> _Instructions for the task_: Give back the entries exactly as they read, leaving each image out.

> _Source data_:
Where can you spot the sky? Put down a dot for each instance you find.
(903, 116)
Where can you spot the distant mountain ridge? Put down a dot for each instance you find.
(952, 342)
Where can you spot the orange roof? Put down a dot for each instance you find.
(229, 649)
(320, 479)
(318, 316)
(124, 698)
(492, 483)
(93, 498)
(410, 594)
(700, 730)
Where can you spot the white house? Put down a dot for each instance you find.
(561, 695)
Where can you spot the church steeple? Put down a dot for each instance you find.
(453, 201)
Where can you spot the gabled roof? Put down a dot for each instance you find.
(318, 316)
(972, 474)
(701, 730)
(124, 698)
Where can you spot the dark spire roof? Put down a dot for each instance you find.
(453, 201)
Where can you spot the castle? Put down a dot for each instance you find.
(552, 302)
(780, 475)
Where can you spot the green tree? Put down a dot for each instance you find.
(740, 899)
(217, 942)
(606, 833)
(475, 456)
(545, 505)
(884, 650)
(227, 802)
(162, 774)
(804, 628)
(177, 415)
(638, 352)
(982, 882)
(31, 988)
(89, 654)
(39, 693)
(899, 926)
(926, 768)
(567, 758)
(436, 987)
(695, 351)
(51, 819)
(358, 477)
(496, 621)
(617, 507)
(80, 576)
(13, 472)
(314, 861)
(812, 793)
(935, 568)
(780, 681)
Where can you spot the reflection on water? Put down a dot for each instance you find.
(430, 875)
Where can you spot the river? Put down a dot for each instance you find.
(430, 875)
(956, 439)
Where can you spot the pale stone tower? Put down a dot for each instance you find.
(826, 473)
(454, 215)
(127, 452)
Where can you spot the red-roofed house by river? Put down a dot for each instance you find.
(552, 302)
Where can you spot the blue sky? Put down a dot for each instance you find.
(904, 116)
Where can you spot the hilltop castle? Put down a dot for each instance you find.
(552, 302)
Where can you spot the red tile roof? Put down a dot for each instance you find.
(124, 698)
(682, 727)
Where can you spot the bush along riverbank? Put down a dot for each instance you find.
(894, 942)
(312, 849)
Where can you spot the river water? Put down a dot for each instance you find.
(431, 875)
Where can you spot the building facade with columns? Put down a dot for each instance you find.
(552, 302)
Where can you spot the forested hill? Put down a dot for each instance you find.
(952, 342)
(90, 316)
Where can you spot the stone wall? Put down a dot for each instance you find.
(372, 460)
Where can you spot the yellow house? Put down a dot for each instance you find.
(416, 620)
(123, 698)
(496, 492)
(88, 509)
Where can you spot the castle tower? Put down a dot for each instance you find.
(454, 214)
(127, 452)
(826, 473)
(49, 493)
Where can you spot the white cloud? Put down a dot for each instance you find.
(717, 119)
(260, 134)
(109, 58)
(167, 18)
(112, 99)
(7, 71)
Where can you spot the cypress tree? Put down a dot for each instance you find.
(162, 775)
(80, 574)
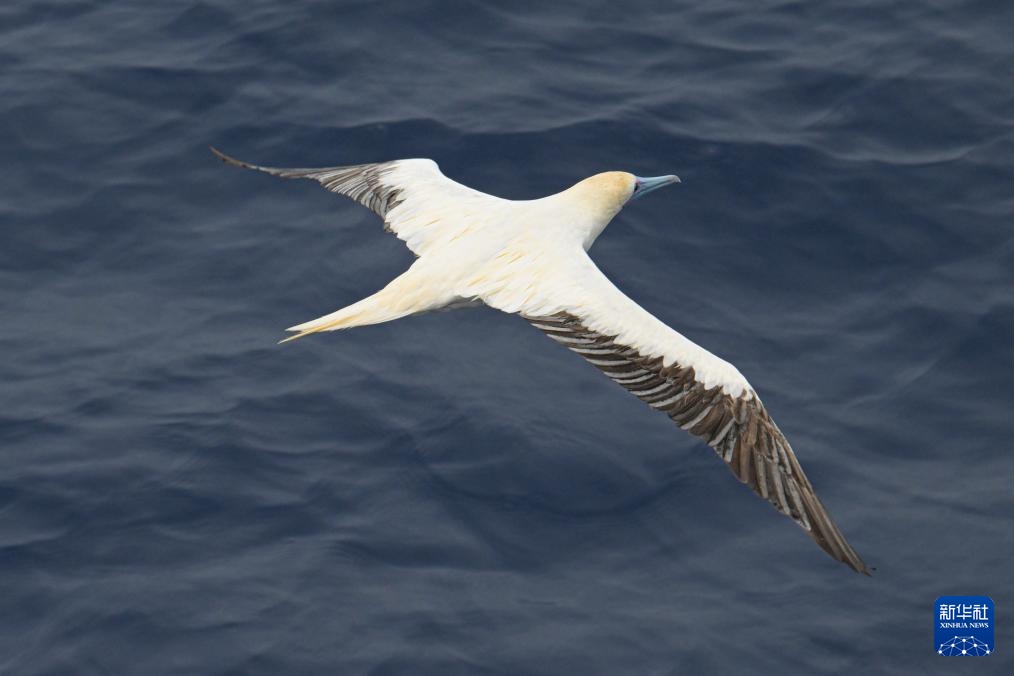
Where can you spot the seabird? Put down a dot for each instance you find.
(529, 257)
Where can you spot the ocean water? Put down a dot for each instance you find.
(453, 494)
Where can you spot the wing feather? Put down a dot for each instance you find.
(583, 311)
(737, 428)
(417, 203)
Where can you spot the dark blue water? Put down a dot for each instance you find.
(453, 494)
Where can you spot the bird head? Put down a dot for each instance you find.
(603, 195)
(607, 193)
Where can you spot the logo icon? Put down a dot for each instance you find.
(963, 625)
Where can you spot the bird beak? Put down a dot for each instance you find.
(643, 185)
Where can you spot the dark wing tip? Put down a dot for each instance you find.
(235, 162)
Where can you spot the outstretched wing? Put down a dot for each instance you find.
(583, 311)
(416, 201)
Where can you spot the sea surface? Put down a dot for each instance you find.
(454, 494)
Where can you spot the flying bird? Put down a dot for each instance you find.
(529, 257)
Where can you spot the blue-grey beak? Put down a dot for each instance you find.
(643, 185)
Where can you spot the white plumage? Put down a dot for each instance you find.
(529, 257)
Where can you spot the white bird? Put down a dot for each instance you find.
(529, 257)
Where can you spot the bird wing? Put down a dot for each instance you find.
(416, 201)
(582, 310)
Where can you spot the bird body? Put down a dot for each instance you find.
(529, 257)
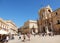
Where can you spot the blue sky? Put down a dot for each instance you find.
(19, 11)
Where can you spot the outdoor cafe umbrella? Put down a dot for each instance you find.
(2, 31)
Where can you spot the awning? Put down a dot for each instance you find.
(2, 31)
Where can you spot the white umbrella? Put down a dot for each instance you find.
(3, 31)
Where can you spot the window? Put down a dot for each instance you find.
(56, 13)
(58, 21)
(49, 10)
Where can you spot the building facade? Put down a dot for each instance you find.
(49, 20)
(12, 27)
(8, 26)
(30, 26)
(3, 25)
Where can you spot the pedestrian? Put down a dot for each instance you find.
(28, 35)
(7, 38)
(23, 37)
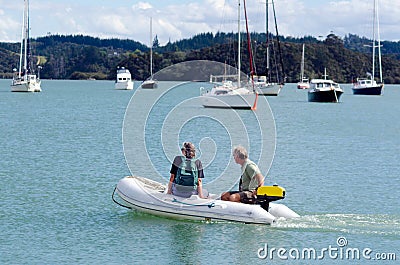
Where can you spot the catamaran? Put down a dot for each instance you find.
(369, 86)
(230, 94)
(24, 79)
(304, 82)
(271, 83)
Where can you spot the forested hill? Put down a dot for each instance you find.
(83, 57)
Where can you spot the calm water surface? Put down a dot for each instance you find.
(62, 154)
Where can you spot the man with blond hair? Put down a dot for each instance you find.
(250, 179)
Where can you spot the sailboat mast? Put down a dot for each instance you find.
(282, 78)
(373, 42)
(151, 47)
(248, 41)
(302, 66)
(379, 42)
(26, 36)
(21, 53)
(239, 55)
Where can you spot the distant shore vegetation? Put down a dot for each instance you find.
(85, 57)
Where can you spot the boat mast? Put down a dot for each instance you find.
(21, 53)
(249, 43)
(151, 48)
(239, 64)
(267, 41)
(279, 49)
(302, 66)
(379, 41)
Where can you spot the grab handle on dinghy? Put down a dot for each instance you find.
(209, 205)
(120, 204)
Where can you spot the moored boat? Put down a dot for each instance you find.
(304, 82)
(365, 86)
(150, 83)
(24, 79)
(265, 88)
(271, 82)
(149, 196)
(369, 86)
(229, 94)
(324, 90)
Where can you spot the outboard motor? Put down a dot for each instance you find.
(267, 194)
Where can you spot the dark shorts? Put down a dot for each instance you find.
(245, 196)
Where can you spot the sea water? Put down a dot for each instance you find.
(62, 153)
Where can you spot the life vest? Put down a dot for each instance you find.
(187, 175)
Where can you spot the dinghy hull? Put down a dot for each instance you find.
(149, 197)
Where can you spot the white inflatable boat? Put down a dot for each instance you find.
(150, 197)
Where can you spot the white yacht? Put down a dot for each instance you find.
(124, 79)
(24, 79)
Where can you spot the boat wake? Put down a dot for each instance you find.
(378, 224)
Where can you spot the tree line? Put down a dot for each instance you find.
(83, 57)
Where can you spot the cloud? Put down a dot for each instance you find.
(142, 6)
(176, 21)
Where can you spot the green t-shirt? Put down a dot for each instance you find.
(248, 180)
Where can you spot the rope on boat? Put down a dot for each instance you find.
(120, 204)
(185, 203)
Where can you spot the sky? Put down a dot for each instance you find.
(175, 20)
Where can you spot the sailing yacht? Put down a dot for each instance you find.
(265, 85)
(303, 83)
(228, 94)
(369, 86)
(150, 83)
(24, 79)
(324, 90)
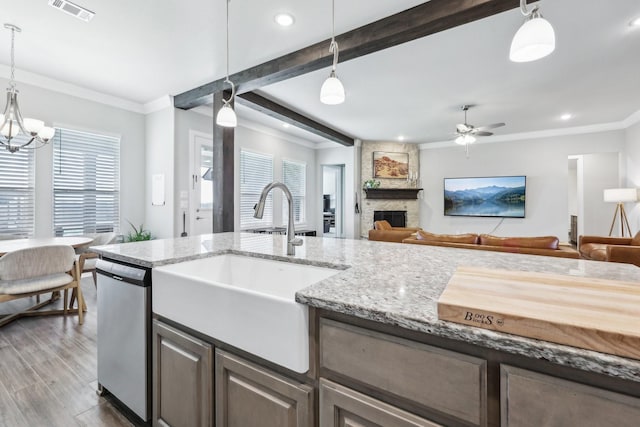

> _Result for this exercise_:
Where can you spot the sky? Put down a dot for each instance you find.
(903, 116)
Where can you spot the distant mountain ridge? Put down a dot for each instance you find.
(952, 342)
Where can you spot the orange roof? Put down a dot for each instance you find.
(229, 649)
(320, 479)
(318, 316)
(124, 698)
(492, 483)
(93, 498)
(410, 594)
(700, 730)
Where can you spot the white house? Put down a dot for each instance you find.
(561, 695)
Where can you spot the church steeple? Put down a dot for each instance you find.
(453, 201)
Where can you spot the gabled roof? Put down a dot for each instance you find.
(318, 316)
(972, 474)
(701, 730)
(124, 698)
Where can you spot the dark spire roof? Put down a dot for each instance you find.
(453, 201)
Where can you spot the castle? Put down a dot for each instance you find.
(552, 302)
(780, 475)
Where can you spot the green tree? Put down a dot for each instance you find.
(740, 899)
(217, 942)
(606, 833)
(475, 456)
(545, 505)
(884, 650)
(227, 802)
(162, 774)
(804, 628)
(177, 415)
(638, 352)
(982, 882)
(31, 988)
(89, 654)
(39, 693)
(899, 926)
(926, 768)
(567, 758)
(436, 987)
(695, 351)
(51, 819)
(358, 477)
(496, 621)
(617, 507)
(80, 576)
(13, 472)
(314, 861)
(812, 793)
(935, 568)
(780, 681)
Where can you spot the reflection on water? Put down a dot for each instance you find.
(430, 875)
Where can you spot the river? Put down a dot for each instance you find.
(430, 875)
(956, 439)
Where can you spot the pale stone tower? Put down a dot for each instance you find.
(826, 473)
(454, 215)
(127, 452)
Where can you spot the red-roofed house by river? Put down a dot for each instance you find.
(552, 302)
Where can you spot the blue sky? Put down a dot for each instance you find.
(904, 116)
Where can you spot the hilltop castle? Put down a dot for each instance you find.
(552, 302)
Where can you spot the red tile roof? Put down a dot for each instance you find.
(124, 698)
(682, 727)
Where can you spot the bush along riverbank? Put down a dot for each instance you find.
(894, 942)
(312, 849)
Where can you spot the river water? Put down a dot for each instance you find.
(431, 875)
Where can you spot the building facade with columns? Put down a dot for each instance you find.
(552, 302)
Where can you spot the forested hill? Put down a dot for each instance you find.
(952, 342)
(90, 316)
Where can you spot the stone wall? Put down a dot for each instance you find.
(372, 460)
Where can you spot the yellow house? Put down a dot for each instance you find.
(416, 620)
(123, 698)
(496, 492)
(88, 509)
Where can you spot the castle tower? Put down a dot for each instance you find.
(454, 214)
(127, 452)
(826, 473)
(49, 493)
Where can you spot the white cloud? Put down a dot for each instance you find.
(717, 119)
(260, 134)
(109, 58)
(167, 18)
(112, 99)
(7, 71)
Where can you spot the cypress tree? Put down a dot for each instance you find.
(162, 775)
(80, 574)
Where can you spot the seabird? Put down a dot for each instance you find.
(529, 257)
Where can you spot the ocean water? Put down a dot for each instance you find.
(453, 494)
Where can you spot the wing feather? Put down a dot for each instance you find.
(583, 311)
(737, 428)
(417, 203)
Where can you spot the dark blue water? Put down a dot for each instance you find.
(453, 494)
Where can you spot the bird head? Put down a dot for each instance you find.
(603, 195)
(607, 193)
Where can you spot the logo icon? Put down a dot for each instance you find.
(963, 625)
Where can you spot the bird beak? Put down a dot for each instance you find.
(643, 185)
Where can you spot the dark wing tip? Put down a dot for each instance you find.
(235, 162)
Where can you spot the outstretched wing? Put down a dot for each instance you find.
(583, 311)
(416, 201)
Where can you spot the sea surface? Put down a dot for each instance you find.
(454, 494)
Where can you spot the flying bird? Put down a dot for each instance you find.
(529, 257)
Where can you spot the blue-grey beak? Put down a dot for each instance you find.
(643, 185)
Where can you spot the white plumage? Put down a dot for each instance you find.
(529, 257)
Where can you spot the white bird? Put down a dot for each instance you find.
(529, 257)
Where can you spot the bird wing? Put down a dot for each instance you find.
(416, 201)
(582, 310)
Where can you spot the bird body? Put down a dot for each instance you find.
(529, 257)
Where can you spot the blue sky? Put down a dot for each instance you find.
(19, 11)
Where can you spot the outdoor cafe umbrella? Put down a dot for each instance you find.
(2, 31)
Where can you spot the awning? Put down a dot for each instance you find.
(2, 31)
Where can you spot the white umbrella? Put down a dot for each instance you find.
(3, 31)
Where can you spot the window? Put down a dot for each instance you find.
(56, 13)
(58, 21)
(49, 10)
Where can you spot the building facade? Put down a dot for each instance you find.
(49, 20)
(12, 27)
(8, 26)
(30, 26)
(3, 25)
Where can you spot the pedestrian? Put down a dot for each instance you find.
(28, 35)
(7, 38)
(23, 37)
Where can you spot the catamaran? Put down a dot for each instance you find.
(369, 86)
(230, 94)
(24, 79)
(304, 82)
(271, 83)
Where can you spot the forested hill? Put down a dot for each instance you find.
(83, 57)
Where can you spot the calm water surface? Put down a dot for each instance you find.
(62, 154)
Where can you spot the man with blond hair? Put down a dot for each instance you find.
(250, 179)
Where can you spot the sailboat mast? Put down a dot for each instance you find.
(282, 78)
(373, 42)
(151, 47)
(248, 41)
(302, 66)
(379, 42)
(26, 36)
(21, 53)
(239, 55)
Where can you spot the distant shore vegetation? Put down a dot for each instance you find.
(85, 57)
Where can you spot the boat mast? Put down a dot for each instance you find.
(21, 53)
(249, 43)
(151, 48)
(239, 64)
(267, 41)
(279, 49)
(302, 66)
(379, 41)
Where can you spot the grab handle on dinghy? Put down a dot for each instance you find.
(209, 205)
(120, 204)
Where can you spot the moored boat? Put down a dot for each instance you find.
(304, 82)
(365, 86)
(150, 83)
(24, 79)
(265, 88)
(271, 82)
(149, 196)
(369, 86)
(229, 94)
(324, 90)
Where can you spot the outboard motor? Put down a dot for each instance you find.
(267, 194)
Where can you spot the dark shorts? Put down a dot for each instance you find.
(245, 196)
Where can you spot the sea water? Put down a dot for each instance you find.
(62, 153)
Where can you spot the life vest? Put down a dot for each instance you find.
(187, 175)
Where can you spot the dinghy hull? Put down a dot for each instance you find.
(149, 197)
Where can you spot the white inflatable boat? Put down a dot for each instance you find.
(150, 197)
Where can you spot the white yacht? Put down a dot for each instance you find.
(124, 79)
(24, 79)
Where can you spot the boat wake? Put down a dot for each instance you find.
(378, 224)
Where can you spot the tree line? Put down a dot for each instance you find.
(83, 57)
Where can you spot the cloud? Put down a dot for each instance you find.
(142, 6)
(176, 21)
Where can you spot the green t-shirt? Put down a dot for each instance you find.
(248, 180)
Where can you spot the rope on boat? Put down a dot for each instance you find.
(120, 204)
(185, 203)
Where can you spot the sky? Put down a dot for each instance you find.
(175, 20)
Where can you spot the sailing yacht? Put down a dot for each instance you find.
(265, 85)
(303, 83)
(228, 94)
(369, 86)
(150, 83)
(24, 79)
(324, 90)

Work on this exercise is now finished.